Records ->
=======
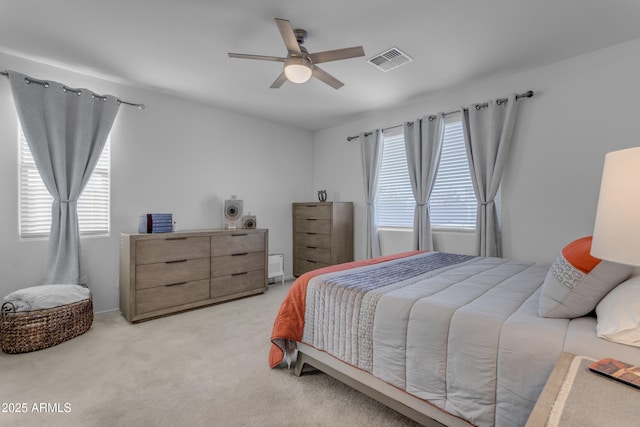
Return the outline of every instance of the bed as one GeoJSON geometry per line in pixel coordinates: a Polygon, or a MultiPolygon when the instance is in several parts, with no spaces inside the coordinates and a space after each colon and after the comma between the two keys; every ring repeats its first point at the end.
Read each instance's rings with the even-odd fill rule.
{"type": "Polygon", "coordinates": [[[562,352],[640,364],[593,315],[539,315],[549,272],[417,251],[315,270],[283,301],[269,362],[295,357],[297,375],[311,365],[425,425],[521,426],[562,352]]]}

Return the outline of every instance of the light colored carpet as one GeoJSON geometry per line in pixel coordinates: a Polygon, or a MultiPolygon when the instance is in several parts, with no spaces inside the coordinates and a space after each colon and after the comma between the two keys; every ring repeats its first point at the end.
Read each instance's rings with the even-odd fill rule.
{"type": "Polygon", "coordinates": [[[416,425],[322,373],[269,369],[289,285],[135,325],[100,315],[58,346],[0,352],[0,425],[416,425]]]}

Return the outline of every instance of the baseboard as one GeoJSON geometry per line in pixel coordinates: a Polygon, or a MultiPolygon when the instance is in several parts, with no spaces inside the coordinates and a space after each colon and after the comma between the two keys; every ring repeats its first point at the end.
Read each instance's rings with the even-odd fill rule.
{"type": "Polygon", "coordinates": [[[114,314],[120,314],[120,309],[115,308],[113,310],[95,311],[93,313],[93,317],[106,317],[114,314]]]}

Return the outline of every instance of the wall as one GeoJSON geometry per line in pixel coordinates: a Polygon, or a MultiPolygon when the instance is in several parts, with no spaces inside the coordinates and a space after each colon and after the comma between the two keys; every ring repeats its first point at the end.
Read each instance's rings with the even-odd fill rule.
{"type": "MultiPolygon", "coordinates": [[[[413,249],[413,231],[408,228],[381,228],[382,255],[396,254],[413,249]]],[[[433,231],[433,246],[438,251],[473,255],[475,235],[471,231],[433,231]]]]}
{"type": "MultiPolygon", "coordinates": [[[[360,147],[347,136],[531,89],[535,97],[520,104],[503,175],[503,248],[509,258],[551,262],[566,243],[592,233],[604,155],[640,145],[638,75],[640,39],[372,112],[314,134],[313,185],[326,188],[329,199],[354,201],[355,254],[362,259],[360,147]]],[[[460,236],[446,237],[436,244],[458,248],[460,236]]]]}
{"type": "MultiPolygon", "coordinates": [[[[96,311],[118,308],[120,233],[135,232],[139,214],[172,212],[180,230],[220,228],[232,194],[269,229],[269,250],[285,253],[291,275],[291,203],[315,197],[310,132],[2,53],[0,68],[146,104],[121,106],[112,129],[111,236],[81,241],[96,311]]],[[[0,78],[0,296],[40,283],[46,253],[45,240],[18,237],[17,123],[0,78]]]]}

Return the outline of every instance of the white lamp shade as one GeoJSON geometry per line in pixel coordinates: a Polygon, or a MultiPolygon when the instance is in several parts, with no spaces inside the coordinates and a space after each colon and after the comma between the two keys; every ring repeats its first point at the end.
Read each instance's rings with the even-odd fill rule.
{"type": "Polygon", "coordinates": [[[640,147],[605,156],[591,255],[640,265],[640,147]]]}
{"type": "Polygon", "coordinates": [[[304,83],[311,78],[311,61],[306,58],[287,58],[284,75],[292,83],[304,83]]]}

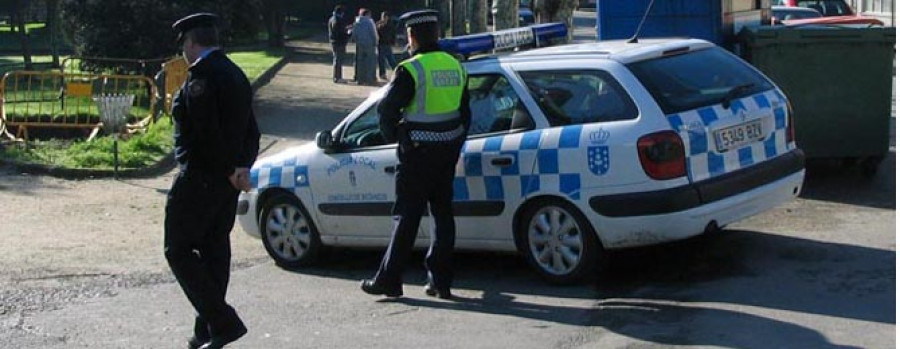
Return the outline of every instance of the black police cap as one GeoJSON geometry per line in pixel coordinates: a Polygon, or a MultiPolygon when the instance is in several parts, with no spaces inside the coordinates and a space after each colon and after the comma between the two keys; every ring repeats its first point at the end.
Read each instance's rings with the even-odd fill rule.
{"type": "Polygon", "coordinates": [[[215,27],[219,22],[219,16],[208,12],[194,13],[172,24],[172,29],[178,32],[178,42],[184,39],[184,34],[192,29],[202,27],[215,27]]]}
{"type": "Polygon", "coordinates": [[[420,10],[420,11],[412,11],[404,13],[400,16],[400,21],[402,21],[407,27],[412,27],[419,24],[425,23],[437,23],[438,22],[438,12],[435,10],[420,10]]]}

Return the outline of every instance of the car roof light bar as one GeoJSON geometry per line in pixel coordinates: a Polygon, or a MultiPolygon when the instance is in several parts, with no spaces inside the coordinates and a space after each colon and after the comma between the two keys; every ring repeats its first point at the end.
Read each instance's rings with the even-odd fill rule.
{"type": "Polygon", "coordinates": [[[565,40],[567,32],[564,23],[545,23],[441,39],[438,44],[444,51],[468,57],[494,50],[551,46],[565,40]]]}

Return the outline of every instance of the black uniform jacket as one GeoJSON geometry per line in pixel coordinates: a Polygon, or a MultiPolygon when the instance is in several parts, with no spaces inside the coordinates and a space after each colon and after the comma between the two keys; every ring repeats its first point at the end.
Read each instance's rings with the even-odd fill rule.
{"type": "MultiPolygon", "coordinates": [[[[432,46],[423,46],[412,53],[413,56],[420,53],[440,51],[441,49],[435,44],[432,46]]],[[[401,148],[408,143],[408,131],[403,122],[403,109],[409,105],[410,101],[416,95],[416,81],[406,68],[397,66],[394,71],[394,78],[390,82],[388,91],[381,102],[378,103],[379,128],[381,134],[384,135],[385,141],[390,144],[400,142],[401,148]]],[[[461,122],[463,127],[468,130],[472,112],[469,110],[469,83],[466,82],[463,87],[462,99],[459,102],[459,121],[453,121],[443,127],[449,131],[461,122]]]]}
{"type": "Polygon", "coordinates": [[[178,163],[223,176],[252,166],[259,151],[252,103],[247,77],[222,50],[198,60],[172,103],[178,163]]]}

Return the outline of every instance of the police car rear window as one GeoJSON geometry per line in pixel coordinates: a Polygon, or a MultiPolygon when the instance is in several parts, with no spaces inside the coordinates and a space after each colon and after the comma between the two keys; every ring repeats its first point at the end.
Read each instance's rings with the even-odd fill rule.
{"type": "Polygon", "coordinates": [[[772,89],[762,74],[718,47],[636,62],[628,68],[665,114],[772,89]]]}
{"type": "Polygon", "coordinates": [[[550,126],[637,118],[637,107],[609,73],[600,70],[520,71],[550,126]]]}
=======
Set down the whole listing exactly as given, except for the pictures.

Solution to the problem ->
Return the outline of every instance of the bed as one GeoJSON geometry per line in pixel coordinates: a Polygon, or a MultiPolygon when the instance is in several parts, with no spaces inside the coordinates and a space after each colon and after the comma between the two keys; every ring repeats its first point at the end.
Read each instance's rings with the even-odd fill rule.
{"type": "Polygon", "coordinates": [[[562,352],[640,364],[593,315],[539,315],[549,272],[417,251],[315,270],[283,301],[269,362],[295,357],[297,375],[311,365],[425,425],[521,426],[562,352]]]}

Return the outline of every instance of the light colored carpet as one GeoJSON geometry per line in pixel coordinates: a Polygon, or a MultiPolygon when the instance is in several parts, with no spaces inside the coordinates and a space after each colon and after the comma between the two keys; every ring repeats its first point at the end.
Read each instance's rings with the even-odd fill rule.
{"type": "Polygon", "coordinates": [[[416,425],[322,373],[269,369],[289,285],[135,325],[100,315],[58,346],[0,352],[0,425],[416,425]]]}

Return the outline of every instance of the baseboard as one GeoJSON geometry per line in pixel coordinates: a Polygon, or a MultiPolygon when the instance is in several parts, with no spaces inside the coordinates and a space after each colon and after the comma between the two keys; every ring repeats its first point at the end.
Read each instance's rings with the even-odd fill rule.
{"type": "Polygon", "coordinates": [[[114,314],[120,314],[120,309],[115,308],[113,310],[95,311],[93,313],[93,317],[106,317],[114,314]]]}

Return the outline of every instance of the wall as one GeoJSON geometry per line in pixel coordinates: a Polygon, or a MultiPolygon when the instance is in several parts, with no spaces inside the coordinates and a space after each colon and after the comma between the two keys; every ring repeats its first point at the end.
Read each instance's rings with the even-odd fill rule.
{"type": "MultiPolygon", "coordinates": [[[[413,249],[413,231],[408,228],[381,228],[382,255],[396,254],[413,249]]],[[[433,231],[433,246],[438,251],[473,255],[475,235],[471,231],[433,231]]]]}
{"type": "MultiPolygon", "coordinates": [[[[360,147],[347,136],[531,89],[535,97],[520,104],[503,175],[503,248],[509,258],[551,262],[566,243],[592,233],[604,155],[640,145],[638,75],[640,39],[372,112],[314,134],[313,185],[326,188],[329,199],[354,201],[355,254],[362,259],[360,147]]],[[[460,236],[446,237],[436,244],[458,248],[460,236]]]]}
{"type": "MultiPolygon", "coordinates": [[[[96,311],[118,308],[120,233],[135,232],[139,214],[172,212],[180,230],[220,228],[232,194],[269,229],[269,250],[285,253],[291,275],[291,203],[315,197],[310,132],[2,53],[0,68],[146,104],[121,106],[112,129],[111,236],[81,241],[96,311]]],[[[0,78],[0,296],[40,283],[46,253],[45,240],[18,237],[17,123],[0,78]]]]}

Return the outline of every instance of the white lamp shade as one GeoJSON geometry per line in pixel coordinates: a Polygon, or a MultiPolygon when the instance is in several parts, with no spaces inside the coordinates and a space after each colon and after the comma between the two keys; every ring repeats its first point at the end.
Read each instance's rings with the even-odd fill rule.
{"type": "Polygon", "coordinates": [[[640,147],[605,156],[591,255],[640,265],[640,147]]]}
{"type": "Polygon", "coordinates": [[[304,83],[311,78],[311,61],[306,58],[287,58],[284,75],[292,83],[304,83]]]}

Return the outline of every instance of the black police cap as one GeoJSON geometry per line in pixel coordinates: a Polygon, or a MultiPolygon when the instance is in several parts, with no spaces inside the coordinates and a space after each colon and after the comma between the two keys; every ring repeats its first point at the end.
Read each instance's rings with the even-odd fill rule.
{"type": "Polygon", "coordinates": [[[215,27],[219,22],[219,16],[208,12],[194,13],[172,24],[172,29],[178,32],[178,42],[184,39],[184,34],[192,29],[202,27],[215,27]]]}
{"type": "Polygon", "coordinates": [[[420,10],[420,11],[412,11],[404,13],[400,16],[400,21],[402,21],[407,27],[412,27],[419,24],[425,23],[437,23],[438,22],[438,12],[435,10],[420,10]]]}

Return the outline of every instance of the car roof light bar as one GeoJSON geometry per line in pixel coordinates: a Polygon, or a MultiPolygon when the instance is in several parts, with no spaces inside the coordinates and a space after each colon and after the comma between the two keys; every ring repeats its first point at the end.
Read each instance's rings with the even-odd fill rule.
{"type": "Polygon", "coordinates": [[[565,40],[567,32],[564,23],[545,23],[441,39],[438,44],[444,51],[468,57],[494,50],[551,46],[565,40]]]}

Return the outline of every instance of the black uniform jacket as one GeoJSON geometry per line in pixel coordinates: a Polygon, or a MultiPolygon when the instance is in several parts, with no spaces inside the coordinates and a space after each colon and after the comma between the two keys; every ring repeats its first point at the end.
Read each instance's rings with the even-odd fill rule.
{"type": "MultiPolygon", "coordinates": [[[[432,46],[423,46],[412,53],[413,56],[420,53],[440,51],[441,49],[435,44],[432,46]]],[[[401,148],[408,143],[408,131],[403,122],[403,109],[409,105],[410,101],[416,95],[416,81],[406,68],[397,66],[394,71],[394,78],[390,82],[388,91],[381,102],[378,103],[379,128],[381,134],[384,135],[385,141],[390,144],[400,142],[401,148]]],[[[461,122],[463,127],[468,130],[472,112],[469,110],[469,83],[466,82],[463,87],[462,99],[459,102],[459,121],[453,121],[443,127],[449,131],[461,122]]]]}
{"type": "Polygon", "coordinates": [[[178,163],[223,176],[252,166],[259,151],[252,103],[247,77],[222,50],[198,60],[172,103],[178,163]]]}

Return the outline of every instance of the police car rear window as one GeoJSON geometry per line in pixel coordinates: a Polygon, or a MultiPolygon when the instance is in several parts, with no spaces inside the coordinates and a space after each colon and after the comma between the two keys; every ring repeats its first point at the end.
Read each instance's rings with the even-odd fill rule.
{"type": "Polygon", "coordinates": [[[772,89],[762,74],[718,47],[636,62],[628,68],[665,114],[772,89]]]}
{"type": "Polygon", "coordinates": [[[550,126],[637,118],[637,107],[609,73],[600,70],[520,71],[550,126]]]}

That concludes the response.